**EXCERPT PROVIDED**
--- --- ---

Yeah, they all are, I mean you can look at people who are way more heinous...I mean, John fucking Hinckley, who shot President...who shot a President, okay, President Reagan, has now been granted unaccompanied, I mean no supervision, permission to visit his parents, so he can travel alone. And (chuckling) you know the Secret Service is spending X amount watching his dumb ass. They’ve really just made a huge example out of the Manson people. Yeah, they deserve to do...I dunno, I’m not a judge, I’m not part of the judicial system, I’m just a filmmaker and I made my piece, basically, as a reaction to the media’s fascination with this case.
Yeah, that comes through.
Y’know, I gotta admit, once I got into the case I found it kind of fascinating myself, so...there you go.
Tell me a few of your main filmmaking influences.
Hmmm...well, ummm, directors, that’s what you’re looking for, director’s names that I love...okay, well: Orson Welles, Federico Fellini, Sam Raimi, Martin Scorcese, David Lynch, George Miller
, George Romero, Tobe Hooper...
Yeah, you’ve got a nice kind of mix of arthouse and grindhouse there, huh?
That’s kind of ironic given some of the content of “Charlie’s Family.” (Talking here about the murder of Polanski’s wife at the time, Sharon Tate, by the Manson Family – Graham)
Francois Truffaut...I could keep going, man! You can choose the ones you want for the fucking interview, there you go. You can underline Scorcese though, I fucking love him. Even through all of his faults and excesses, he made Hollywood work for him, y’know?
I never saw Gangs of New York.
You should, you really should. Watch it for the fucking production design, watch it for Marty’s direction, watch it for Daniel Day fucking Lewis, who is extraordinary, he’s incredible.
Talking about directors here, you’ve got a clip of “You Killed Me First” in “Charlie’s Family.” Now, you know Richard Kern, don’t you?
I can see there’s a wee bit of a Richard Kern influence in “Charlie’s Family” as well.
Oh sure. No, umm...he captured the angst of the late '70s, early '80s youth not only in New York, but I think it was across the country. The blasé disillusionment...he was extraordinary, he really put his finger on something, whether he knew it or not. He’s a really nice guy if you meet him, smart and charming, knows what the hell he’s doing and has no problem with it.

--- --- ---

**DATA ROWS**

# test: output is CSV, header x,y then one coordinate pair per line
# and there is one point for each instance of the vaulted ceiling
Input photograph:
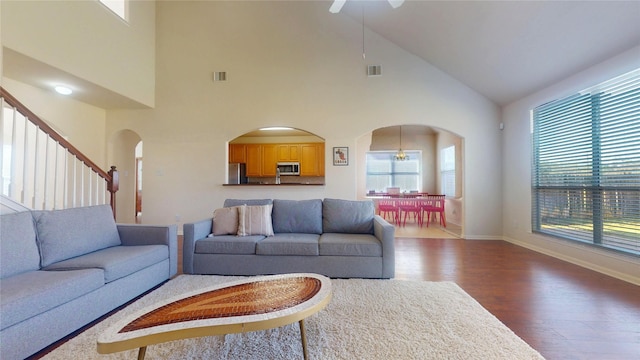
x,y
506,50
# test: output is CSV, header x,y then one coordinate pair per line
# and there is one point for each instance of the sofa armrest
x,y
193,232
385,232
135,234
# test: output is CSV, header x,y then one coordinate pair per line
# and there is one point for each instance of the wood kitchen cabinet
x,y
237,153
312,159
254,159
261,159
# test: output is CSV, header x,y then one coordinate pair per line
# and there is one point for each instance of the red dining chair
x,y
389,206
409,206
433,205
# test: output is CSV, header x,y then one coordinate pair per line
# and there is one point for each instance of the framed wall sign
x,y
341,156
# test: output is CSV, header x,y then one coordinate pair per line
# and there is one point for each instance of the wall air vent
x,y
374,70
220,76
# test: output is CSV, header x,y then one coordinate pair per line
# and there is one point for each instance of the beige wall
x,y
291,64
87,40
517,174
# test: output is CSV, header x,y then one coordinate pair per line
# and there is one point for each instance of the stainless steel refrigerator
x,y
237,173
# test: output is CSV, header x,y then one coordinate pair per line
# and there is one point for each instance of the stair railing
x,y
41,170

--- --- ---

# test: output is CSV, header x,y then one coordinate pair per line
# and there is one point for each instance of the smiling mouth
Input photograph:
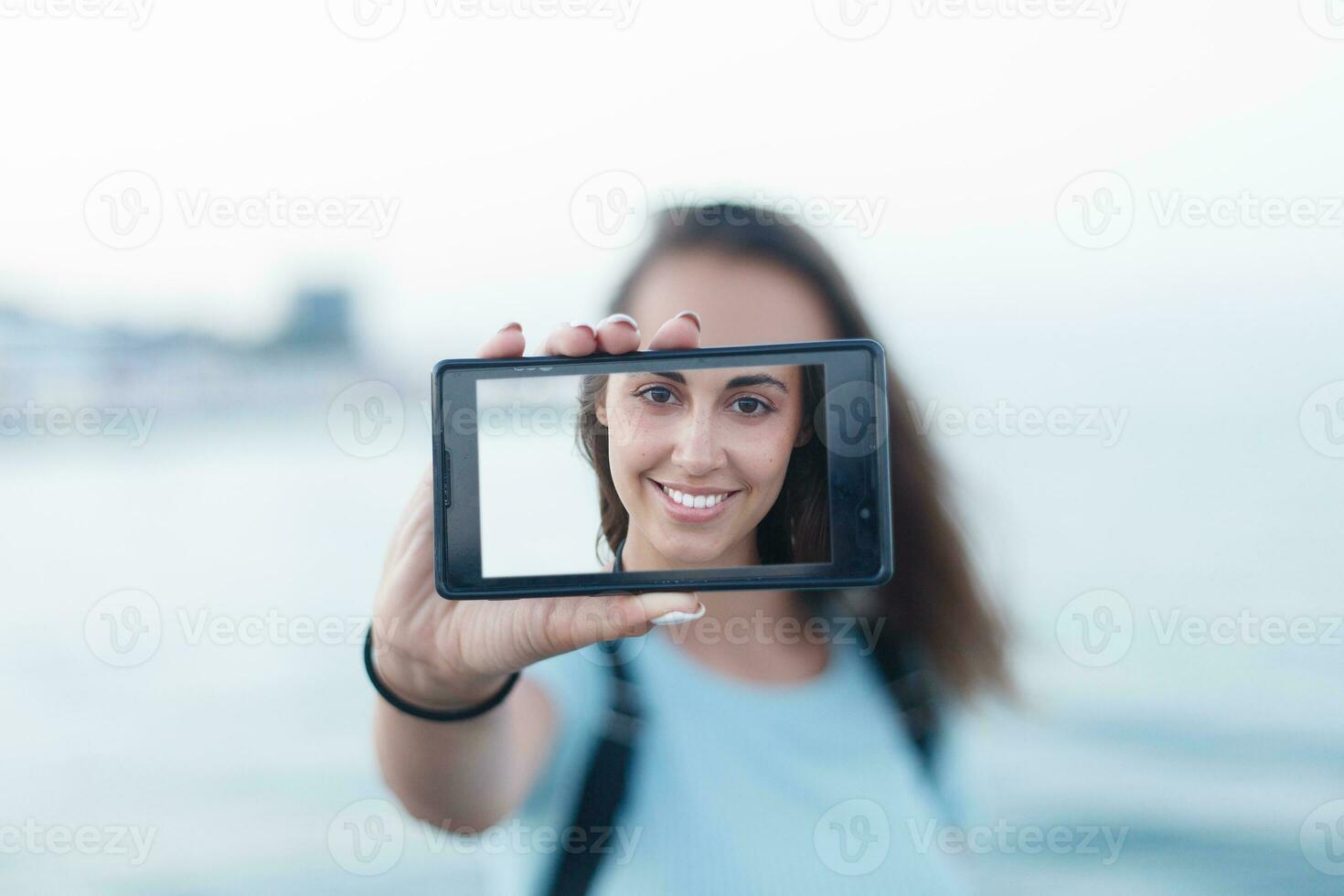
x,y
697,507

--- --- ---

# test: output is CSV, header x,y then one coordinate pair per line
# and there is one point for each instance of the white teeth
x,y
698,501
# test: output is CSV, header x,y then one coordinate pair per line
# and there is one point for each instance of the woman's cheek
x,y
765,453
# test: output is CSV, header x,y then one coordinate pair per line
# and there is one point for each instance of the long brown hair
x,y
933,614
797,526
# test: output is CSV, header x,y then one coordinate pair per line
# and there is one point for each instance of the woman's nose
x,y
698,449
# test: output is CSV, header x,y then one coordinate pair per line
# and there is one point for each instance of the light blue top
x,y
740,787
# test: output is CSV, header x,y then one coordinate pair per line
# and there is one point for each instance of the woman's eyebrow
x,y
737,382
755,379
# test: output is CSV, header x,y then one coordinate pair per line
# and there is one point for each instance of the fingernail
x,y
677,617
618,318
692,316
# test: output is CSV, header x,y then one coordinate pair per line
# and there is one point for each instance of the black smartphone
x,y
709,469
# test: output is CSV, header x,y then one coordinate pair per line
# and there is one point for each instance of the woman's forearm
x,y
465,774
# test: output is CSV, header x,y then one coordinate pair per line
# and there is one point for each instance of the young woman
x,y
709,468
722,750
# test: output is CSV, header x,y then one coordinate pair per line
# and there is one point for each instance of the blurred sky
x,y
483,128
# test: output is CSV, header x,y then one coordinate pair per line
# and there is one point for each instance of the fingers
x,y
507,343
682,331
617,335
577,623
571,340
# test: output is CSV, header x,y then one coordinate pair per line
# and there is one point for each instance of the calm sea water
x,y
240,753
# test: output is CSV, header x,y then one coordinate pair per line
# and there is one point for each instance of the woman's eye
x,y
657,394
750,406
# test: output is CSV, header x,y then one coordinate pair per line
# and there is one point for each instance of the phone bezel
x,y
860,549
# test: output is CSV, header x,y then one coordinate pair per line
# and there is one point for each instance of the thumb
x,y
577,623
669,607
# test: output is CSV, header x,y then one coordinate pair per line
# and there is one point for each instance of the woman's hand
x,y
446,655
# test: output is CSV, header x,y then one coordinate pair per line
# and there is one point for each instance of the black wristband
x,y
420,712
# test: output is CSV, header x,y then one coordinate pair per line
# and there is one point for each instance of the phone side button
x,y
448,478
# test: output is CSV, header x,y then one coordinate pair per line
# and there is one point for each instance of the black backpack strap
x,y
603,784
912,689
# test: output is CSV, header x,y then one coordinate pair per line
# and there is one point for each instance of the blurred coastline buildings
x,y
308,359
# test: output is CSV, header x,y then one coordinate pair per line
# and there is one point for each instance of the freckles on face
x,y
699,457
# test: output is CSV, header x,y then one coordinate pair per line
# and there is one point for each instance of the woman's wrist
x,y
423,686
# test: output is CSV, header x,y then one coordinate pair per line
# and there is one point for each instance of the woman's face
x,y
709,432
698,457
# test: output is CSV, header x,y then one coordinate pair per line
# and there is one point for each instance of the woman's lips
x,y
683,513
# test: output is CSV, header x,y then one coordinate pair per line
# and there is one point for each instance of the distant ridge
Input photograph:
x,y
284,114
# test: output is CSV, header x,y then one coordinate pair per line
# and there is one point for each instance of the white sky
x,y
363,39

--- --- ---

**TASKS AND EXERCISES**
- 1) According to the interview excerpt, why does the filmmaker say Gangs of New York is worth watching? Answer in one to three sentences.
- 2) In the interview excerpt, take the passage starting with "I never saw" and going on through "extraordinary, he’s incredible.", and substitute "cinematography" for "production design".
- 3) In the interview excerpt, who has been granted permission to visit his parents without supervision?
The rows come from a separate source, unrelated to the interview excerpt.

**TASK-BY-TASK ANSWERS**
- 1) The filmmaker recommends it for its production design, for Marty's direction, and for Daniel Day-Lewis, who is called extraordinary and incredible.

- 2)
I never saw Gangs of New York.
You should, you really should. Watch it for the fucking cinematography, watch it for Marty’s direction, watch it for Daniel Day fucking Lewis, who is extraordinary, he’s incredible.

- 3) John Hinckley, who shot President Reagan.